[Records for the task start]

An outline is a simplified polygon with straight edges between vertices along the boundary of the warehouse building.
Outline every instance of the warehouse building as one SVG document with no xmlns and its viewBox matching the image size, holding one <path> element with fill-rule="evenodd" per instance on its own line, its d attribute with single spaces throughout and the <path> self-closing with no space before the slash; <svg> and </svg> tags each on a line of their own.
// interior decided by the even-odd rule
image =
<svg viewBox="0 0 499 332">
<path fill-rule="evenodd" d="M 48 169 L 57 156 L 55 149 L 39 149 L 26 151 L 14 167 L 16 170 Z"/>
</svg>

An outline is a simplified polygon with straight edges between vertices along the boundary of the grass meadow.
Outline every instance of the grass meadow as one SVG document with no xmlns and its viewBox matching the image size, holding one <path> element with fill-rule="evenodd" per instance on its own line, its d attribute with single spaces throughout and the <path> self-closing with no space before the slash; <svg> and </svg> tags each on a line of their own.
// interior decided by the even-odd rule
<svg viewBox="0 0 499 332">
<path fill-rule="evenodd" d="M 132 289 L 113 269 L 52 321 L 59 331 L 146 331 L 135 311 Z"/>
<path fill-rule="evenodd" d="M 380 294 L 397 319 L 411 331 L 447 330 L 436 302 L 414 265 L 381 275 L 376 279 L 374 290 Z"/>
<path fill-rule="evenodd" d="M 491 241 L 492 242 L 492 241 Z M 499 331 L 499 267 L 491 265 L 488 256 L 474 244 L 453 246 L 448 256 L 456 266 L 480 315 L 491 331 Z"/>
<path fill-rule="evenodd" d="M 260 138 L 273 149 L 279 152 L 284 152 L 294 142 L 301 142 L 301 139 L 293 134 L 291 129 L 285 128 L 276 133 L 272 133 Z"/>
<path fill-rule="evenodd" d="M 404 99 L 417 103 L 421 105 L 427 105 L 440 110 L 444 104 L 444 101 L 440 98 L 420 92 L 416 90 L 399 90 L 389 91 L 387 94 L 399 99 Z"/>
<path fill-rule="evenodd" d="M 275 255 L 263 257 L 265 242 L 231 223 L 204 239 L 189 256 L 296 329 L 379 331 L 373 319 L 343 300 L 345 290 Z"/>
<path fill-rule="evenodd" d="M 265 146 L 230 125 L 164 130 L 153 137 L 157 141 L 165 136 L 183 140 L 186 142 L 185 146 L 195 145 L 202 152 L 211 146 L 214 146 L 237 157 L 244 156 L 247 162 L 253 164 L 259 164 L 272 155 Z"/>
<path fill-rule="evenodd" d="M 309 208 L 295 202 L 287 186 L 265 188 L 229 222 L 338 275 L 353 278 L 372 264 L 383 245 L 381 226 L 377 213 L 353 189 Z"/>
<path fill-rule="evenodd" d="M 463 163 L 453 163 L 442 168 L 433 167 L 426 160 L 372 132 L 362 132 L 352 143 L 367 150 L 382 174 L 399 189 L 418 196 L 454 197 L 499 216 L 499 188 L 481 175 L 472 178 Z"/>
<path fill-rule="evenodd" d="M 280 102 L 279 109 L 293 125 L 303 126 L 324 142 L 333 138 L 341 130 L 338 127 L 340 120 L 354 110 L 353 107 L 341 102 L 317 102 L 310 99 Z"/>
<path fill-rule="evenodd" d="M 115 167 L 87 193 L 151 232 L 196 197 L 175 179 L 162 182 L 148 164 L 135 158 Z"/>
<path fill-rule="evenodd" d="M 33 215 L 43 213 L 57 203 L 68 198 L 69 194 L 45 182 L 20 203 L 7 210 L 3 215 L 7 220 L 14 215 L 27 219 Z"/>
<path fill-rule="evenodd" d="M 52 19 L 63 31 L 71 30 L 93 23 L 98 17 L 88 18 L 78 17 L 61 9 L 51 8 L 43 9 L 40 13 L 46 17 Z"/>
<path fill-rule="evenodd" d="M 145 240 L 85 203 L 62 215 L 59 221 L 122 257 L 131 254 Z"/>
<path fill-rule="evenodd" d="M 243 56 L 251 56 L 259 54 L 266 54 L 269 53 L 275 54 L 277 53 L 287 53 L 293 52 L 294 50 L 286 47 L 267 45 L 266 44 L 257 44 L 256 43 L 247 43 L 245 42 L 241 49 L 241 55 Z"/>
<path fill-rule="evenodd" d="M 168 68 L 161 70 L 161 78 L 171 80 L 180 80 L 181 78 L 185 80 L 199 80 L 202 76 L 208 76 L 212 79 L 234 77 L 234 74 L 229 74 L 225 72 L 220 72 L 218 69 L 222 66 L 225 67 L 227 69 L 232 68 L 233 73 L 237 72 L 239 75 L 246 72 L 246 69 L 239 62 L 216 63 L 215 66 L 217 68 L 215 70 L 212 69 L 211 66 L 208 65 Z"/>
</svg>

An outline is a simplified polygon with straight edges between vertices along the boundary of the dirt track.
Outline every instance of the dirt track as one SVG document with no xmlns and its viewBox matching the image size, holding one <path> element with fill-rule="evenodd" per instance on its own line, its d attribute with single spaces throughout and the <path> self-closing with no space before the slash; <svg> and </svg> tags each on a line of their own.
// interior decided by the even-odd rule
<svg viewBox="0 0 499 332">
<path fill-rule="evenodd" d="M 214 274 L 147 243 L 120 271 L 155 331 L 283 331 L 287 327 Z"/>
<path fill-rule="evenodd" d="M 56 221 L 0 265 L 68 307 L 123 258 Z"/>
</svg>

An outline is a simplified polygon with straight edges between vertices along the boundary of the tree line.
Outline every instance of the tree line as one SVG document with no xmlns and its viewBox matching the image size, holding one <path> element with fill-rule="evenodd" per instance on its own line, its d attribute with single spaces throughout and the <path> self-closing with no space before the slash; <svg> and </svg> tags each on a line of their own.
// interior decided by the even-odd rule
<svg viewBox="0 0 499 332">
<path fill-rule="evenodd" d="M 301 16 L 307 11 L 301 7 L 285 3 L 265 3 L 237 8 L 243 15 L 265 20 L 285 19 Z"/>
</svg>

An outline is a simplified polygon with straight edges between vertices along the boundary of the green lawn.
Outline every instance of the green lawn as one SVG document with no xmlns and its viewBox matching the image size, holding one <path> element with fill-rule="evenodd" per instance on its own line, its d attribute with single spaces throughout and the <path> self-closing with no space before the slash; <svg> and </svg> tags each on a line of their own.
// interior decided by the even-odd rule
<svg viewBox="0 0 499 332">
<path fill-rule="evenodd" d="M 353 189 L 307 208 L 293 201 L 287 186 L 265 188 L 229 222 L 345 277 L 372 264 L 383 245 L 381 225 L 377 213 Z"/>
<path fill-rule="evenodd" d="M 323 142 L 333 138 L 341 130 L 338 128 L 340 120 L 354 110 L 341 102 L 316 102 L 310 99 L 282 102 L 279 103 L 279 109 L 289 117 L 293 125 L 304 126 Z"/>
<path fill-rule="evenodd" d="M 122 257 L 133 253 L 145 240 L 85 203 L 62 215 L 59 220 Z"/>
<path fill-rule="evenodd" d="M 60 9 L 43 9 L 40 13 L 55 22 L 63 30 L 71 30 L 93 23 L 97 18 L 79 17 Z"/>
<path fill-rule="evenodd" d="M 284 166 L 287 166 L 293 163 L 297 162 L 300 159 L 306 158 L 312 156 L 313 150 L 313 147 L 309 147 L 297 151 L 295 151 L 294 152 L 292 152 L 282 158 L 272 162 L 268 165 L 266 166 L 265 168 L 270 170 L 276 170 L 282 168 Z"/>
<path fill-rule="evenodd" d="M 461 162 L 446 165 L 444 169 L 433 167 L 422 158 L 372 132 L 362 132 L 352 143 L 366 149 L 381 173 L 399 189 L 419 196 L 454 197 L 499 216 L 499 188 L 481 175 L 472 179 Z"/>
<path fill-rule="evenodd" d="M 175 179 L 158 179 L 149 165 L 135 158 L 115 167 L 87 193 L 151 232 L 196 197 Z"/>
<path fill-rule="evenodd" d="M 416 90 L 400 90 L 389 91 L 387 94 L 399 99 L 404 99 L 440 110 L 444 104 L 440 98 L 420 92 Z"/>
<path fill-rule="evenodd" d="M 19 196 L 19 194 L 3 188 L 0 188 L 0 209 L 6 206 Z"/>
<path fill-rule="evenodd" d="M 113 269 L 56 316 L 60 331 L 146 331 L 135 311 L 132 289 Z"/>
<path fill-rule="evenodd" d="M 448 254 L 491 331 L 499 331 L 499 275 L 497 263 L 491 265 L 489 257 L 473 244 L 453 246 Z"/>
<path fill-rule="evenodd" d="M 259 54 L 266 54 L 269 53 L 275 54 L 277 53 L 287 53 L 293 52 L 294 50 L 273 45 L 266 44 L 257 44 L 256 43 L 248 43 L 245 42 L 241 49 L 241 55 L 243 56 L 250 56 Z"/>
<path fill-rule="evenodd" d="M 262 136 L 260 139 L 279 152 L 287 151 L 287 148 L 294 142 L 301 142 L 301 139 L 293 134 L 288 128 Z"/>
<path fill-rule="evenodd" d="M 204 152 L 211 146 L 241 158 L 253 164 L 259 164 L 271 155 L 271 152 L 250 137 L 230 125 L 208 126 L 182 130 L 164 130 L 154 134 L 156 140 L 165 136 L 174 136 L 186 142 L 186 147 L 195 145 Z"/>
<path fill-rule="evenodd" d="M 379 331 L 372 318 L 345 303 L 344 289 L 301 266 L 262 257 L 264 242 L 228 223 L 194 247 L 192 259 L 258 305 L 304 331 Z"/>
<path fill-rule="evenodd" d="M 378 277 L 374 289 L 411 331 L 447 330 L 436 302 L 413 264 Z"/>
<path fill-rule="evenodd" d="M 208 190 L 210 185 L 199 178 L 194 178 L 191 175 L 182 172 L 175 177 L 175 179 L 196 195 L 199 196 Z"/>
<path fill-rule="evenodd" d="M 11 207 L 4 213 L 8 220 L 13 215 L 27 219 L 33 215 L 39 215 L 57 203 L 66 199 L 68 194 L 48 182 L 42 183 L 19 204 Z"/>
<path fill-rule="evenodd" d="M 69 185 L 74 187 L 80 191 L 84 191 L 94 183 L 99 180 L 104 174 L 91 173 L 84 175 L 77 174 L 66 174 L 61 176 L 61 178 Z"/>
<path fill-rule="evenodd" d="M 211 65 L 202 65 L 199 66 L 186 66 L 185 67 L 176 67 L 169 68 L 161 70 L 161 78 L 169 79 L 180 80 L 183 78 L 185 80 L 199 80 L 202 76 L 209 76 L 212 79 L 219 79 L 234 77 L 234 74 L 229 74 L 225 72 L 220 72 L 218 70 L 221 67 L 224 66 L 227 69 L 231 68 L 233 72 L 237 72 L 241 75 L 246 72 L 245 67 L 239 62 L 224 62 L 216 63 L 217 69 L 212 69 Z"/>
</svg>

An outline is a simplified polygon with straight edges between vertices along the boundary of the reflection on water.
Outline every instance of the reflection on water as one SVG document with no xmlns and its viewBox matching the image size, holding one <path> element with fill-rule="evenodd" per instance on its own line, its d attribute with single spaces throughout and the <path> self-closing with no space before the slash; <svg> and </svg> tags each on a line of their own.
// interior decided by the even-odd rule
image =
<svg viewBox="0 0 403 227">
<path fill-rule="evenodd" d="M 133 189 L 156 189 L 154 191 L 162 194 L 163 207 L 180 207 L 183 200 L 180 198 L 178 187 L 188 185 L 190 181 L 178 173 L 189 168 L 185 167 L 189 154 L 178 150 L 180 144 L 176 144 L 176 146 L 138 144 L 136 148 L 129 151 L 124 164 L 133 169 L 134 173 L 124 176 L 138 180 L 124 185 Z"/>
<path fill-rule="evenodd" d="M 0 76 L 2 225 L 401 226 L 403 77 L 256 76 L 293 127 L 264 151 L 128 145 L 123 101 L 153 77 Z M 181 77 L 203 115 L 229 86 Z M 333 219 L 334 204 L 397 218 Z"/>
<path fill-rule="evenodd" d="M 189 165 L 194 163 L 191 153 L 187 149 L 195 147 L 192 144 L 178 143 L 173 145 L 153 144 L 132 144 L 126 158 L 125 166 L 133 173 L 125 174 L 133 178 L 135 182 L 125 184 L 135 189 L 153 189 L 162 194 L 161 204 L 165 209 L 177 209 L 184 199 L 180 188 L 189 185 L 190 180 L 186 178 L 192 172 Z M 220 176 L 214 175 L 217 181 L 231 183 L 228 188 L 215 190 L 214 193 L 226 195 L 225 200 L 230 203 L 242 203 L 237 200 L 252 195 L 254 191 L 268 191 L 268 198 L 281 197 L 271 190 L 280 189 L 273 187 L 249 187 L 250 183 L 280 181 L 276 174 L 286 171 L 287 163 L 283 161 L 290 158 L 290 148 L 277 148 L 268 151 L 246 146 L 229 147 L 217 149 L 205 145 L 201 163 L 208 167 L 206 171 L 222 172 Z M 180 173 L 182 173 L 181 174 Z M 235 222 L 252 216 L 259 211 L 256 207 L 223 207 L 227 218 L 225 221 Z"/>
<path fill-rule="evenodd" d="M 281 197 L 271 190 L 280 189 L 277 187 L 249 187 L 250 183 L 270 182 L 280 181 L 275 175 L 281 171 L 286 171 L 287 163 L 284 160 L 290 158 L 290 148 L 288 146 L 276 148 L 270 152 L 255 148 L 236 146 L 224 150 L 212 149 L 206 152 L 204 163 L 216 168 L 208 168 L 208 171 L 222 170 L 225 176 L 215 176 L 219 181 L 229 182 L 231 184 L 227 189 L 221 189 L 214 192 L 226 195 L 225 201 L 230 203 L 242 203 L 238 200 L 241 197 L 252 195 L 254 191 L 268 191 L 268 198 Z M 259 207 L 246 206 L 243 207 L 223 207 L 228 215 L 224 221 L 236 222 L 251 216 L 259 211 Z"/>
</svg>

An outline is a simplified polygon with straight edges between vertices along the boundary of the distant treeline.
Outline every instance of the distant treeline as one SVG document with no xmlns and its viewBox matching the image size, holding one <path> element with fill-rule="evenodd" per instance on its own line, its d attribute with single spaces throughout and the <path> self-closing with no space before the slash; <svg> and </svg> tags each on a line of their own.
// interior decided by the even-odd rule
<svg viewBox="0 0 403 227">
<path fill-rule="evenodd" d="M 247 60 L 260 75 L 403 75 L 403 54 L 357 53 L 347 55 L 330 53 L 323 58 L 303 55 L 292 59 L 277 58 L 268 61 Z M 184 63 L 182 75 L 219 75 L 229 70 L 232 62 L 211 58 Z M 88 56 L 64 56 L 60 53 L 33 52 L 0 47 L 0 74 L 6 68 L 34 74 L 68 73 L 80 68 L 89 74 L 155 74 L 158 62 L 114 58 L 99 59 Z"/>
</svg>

[Records for the task end]

• Your instructions: Please transcribe, unchanged, the stretch of the entries from the line containing "reflection on water." through the line containing "2 225 L 401", including both of those lines.

• Problem solution:
An outline is a simplified polygon with straight edges between vertices along the boundary of the reflection on water.
Outline every instance of the reflection on water as one SVG document with no xmlns and its viewBox matching the image size, holding one <path> element with fill-rule="evenodd" per instance on its own line, its d attribute with single spaces throughout and the <path> self-closing with no space before the slash; <svg> and </svg> tags each on a line of their own.
// interior decided by the even-odd rule
image =
<svg viewBox="0 0 403 227">
<path fill-rule="evenodd" d="M 133 189 L 156 189 L 154 191 L 162 194 L 163 207 L 180 207 L 183 200 L 180 198 L 178 187 L 188 185 L 190 181 L 178 173 L 189 168 L 185 167 L 189 154 L 178 150 L 180 144 L 176 144 L 176 146 L 138 144 L 136 148 L 129 151 L 124 164 L 133 169 L 134 173 L 124 176 L 138 180 L 124 185 Z"/>
<path fill-rule="evenodd" d="M 0 76 L 2 225 L 401 226 L 403 77 L 256 76 L 293 127 L 264 151 L 128 145 L 123 101 L 153 77 Z M 181 77 L 203 115 L 229 86 Z M 333 219 L 334 204 L 397 218 Z"/>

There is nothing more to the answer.